Consigne A
Modifiez l'entretien ci-dessous : redonnez le passage entre "Dominique Batraville: Quelles" et "fantomatiques de la mer?", inclus, en remplaçant "requins" par "dauphins".

Texte cité

Dominique Batraville: Quelles sont vos relations réelles avec les animaux considérés comme mystères de la mer, autrement dit, les sirènes, les baleines, les requins, les marsouins et surtout, les espèces fantomatiques de la mer?
Frantz Zéphirin: J'ai une relation permanente avec tous les animaux de la mer, des rivières, des sources, des puits, des lacs. À mon sens, l’eau, c’est la vie, et la vie vient de l’Esprit qui insuffla dans l’eau, dans nos marines, la vie. Et par cette vie, nous naviguons avec les esprits, les forces suprêmes qui nous permettent de voir la lumière. Les fonds marins ou les mondes marins sont assez complexes. Certaines réalités océaniques nous apparaissent au cours de nos visions et lors de nos songes. Rien n’est encore clairement dit sur les secrets atlantes, sur les vérités restées insondables du Triangle des Bermudes. Les monstres marins alimentent des films fantastiques. Mais cela ne suffit pas, il faudrait aborder autrement les déités de la mer des Caraïbes, mystères presque en exil: Agwetarayo, Immamou, les insurmontables baleines et sirènes.
Il m’est arrivé de faire des voyages initiatiques avec les Dieux et les Déesses du vodou. Ces choses initiatiques ont fait de moi ce que je suis devenu: prêtre-vodou et artiste peintre. J’ai toujours rêvé vivre près de la mer, c’est pourquoi j ai fondé le «Z-CLUB BEACH», ma plage privée qui m’a permis depuis de vivre cette relation intime avec les mystères de la mer.

Enregistrements de données
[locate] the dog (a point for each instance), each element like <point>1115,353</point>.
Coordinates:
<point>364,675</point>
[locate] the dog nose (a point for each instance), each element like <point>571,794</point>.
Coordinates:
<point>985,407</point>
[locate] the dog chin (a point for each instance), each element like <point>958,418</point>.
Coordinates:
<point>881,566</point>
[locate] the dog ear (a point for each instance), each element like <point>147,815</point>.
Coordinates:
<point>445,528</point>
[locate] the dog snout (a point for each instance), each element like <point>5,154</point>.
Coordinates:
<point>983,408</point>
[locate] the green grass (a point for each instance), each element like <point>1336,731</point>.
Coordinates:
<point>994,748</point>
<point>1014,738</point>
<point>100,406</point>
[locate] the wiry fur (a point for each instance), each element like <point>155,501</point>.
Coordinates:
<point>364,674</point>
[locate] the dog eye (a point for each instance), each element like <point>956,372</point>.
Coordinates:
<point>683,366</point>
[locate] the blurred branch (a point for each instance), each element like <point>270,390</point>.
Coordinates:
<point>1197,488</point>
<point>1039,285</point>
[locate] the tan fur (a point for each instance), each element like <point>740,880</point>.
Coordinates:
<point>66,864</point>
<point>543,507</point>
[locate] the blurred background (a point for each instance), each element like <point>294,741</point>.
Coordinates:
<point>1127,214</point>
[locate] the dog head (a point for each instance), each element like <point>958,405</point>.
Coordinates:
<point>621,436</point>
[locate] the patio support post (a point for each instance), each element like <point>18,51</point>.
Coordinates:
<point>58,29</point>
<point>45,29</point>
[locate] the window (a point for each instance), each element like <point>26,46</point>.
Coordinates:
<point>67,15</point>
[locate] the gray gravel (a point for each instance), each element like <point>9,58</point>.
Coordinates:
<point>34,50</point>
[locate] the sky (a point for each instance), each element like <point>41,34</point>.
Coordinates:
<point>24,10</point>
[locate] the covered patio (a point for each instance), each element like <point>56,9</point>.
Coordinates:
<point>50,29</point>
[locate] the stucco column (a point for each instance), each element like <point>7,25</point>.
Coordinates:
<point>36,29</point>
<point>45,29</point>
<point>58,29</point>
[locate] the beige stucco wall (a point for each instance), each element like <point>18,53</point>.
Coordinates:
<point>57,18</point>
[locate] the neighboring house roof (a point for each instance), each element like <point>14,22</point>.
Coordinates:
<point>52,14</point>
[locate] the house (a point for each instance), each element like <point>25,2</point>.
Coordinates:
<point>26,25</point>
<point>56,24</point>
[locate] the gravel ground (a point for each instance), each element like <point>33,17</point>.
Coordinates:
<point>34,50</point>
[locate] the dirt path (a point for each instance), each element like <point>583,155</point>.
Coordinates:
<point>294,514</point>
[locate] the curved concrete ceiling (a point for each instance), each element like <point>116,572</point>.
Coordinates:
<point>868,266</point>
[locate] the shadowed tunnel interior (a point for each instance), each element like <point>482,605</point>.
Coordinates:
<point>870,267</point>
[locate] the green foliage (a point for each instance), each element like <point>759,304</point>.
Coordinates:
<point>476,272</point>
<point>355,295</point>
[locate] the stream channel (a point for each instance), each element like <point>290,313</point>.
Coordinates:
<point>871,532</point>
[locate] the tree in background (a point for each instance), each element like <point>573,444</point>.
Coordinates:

Consigne B
Reproduisez à l'identique les lignes des enregistrements ci-dessus, du début des enregistrements jusqu'à la ligne contenant "<point>683,366</point>", incluse.

Résultat final A
Dominique Batraville: Quelles sont vos relations réelles avec les animaux considérés comme mystères de la mer, autrement dit, les sirènes, les baleines, les dauphins, les marsouins et surtout, les espèces fantomatiques de la mer?

Résultat final B
[locate] the dog (a point for each instance), each element like <point>1115,353</point>.
Coordinates:
<point>364,675</point>
[locate] the dog nose (a point for each instance), each element like <point>571,794</point>.
Coordinates:
<point>985,407</point>
[locate] the dog chin (a point for each instance), each element like <point>958,418</point>.
Coordinates:
<point>881,566</point>
[locate] the dog ear (a point for each instance), each element like <point>147,815</point>.
Coordinates:
<point>445,528</point>
[locate] the dog snout (a point for each instance), each element like <point>5,154</point>.
Coordinates:
<point>983,408</point>
[locate] the green grass (a point for each instance), each element like <point>1336,731</point>.
Coordinates:
<point>994,748</point>
<point>1014,738</point>
<point>100,406</point>
[locate] the wiry fur (a point for each instance), each element like <point>155,501</point>.
Coordinates:
<point>364,674</point>
[locate] the dog eye (a point for each instance), each element like <point>956,372</point>.
Coordinates:
<point>683,366</point>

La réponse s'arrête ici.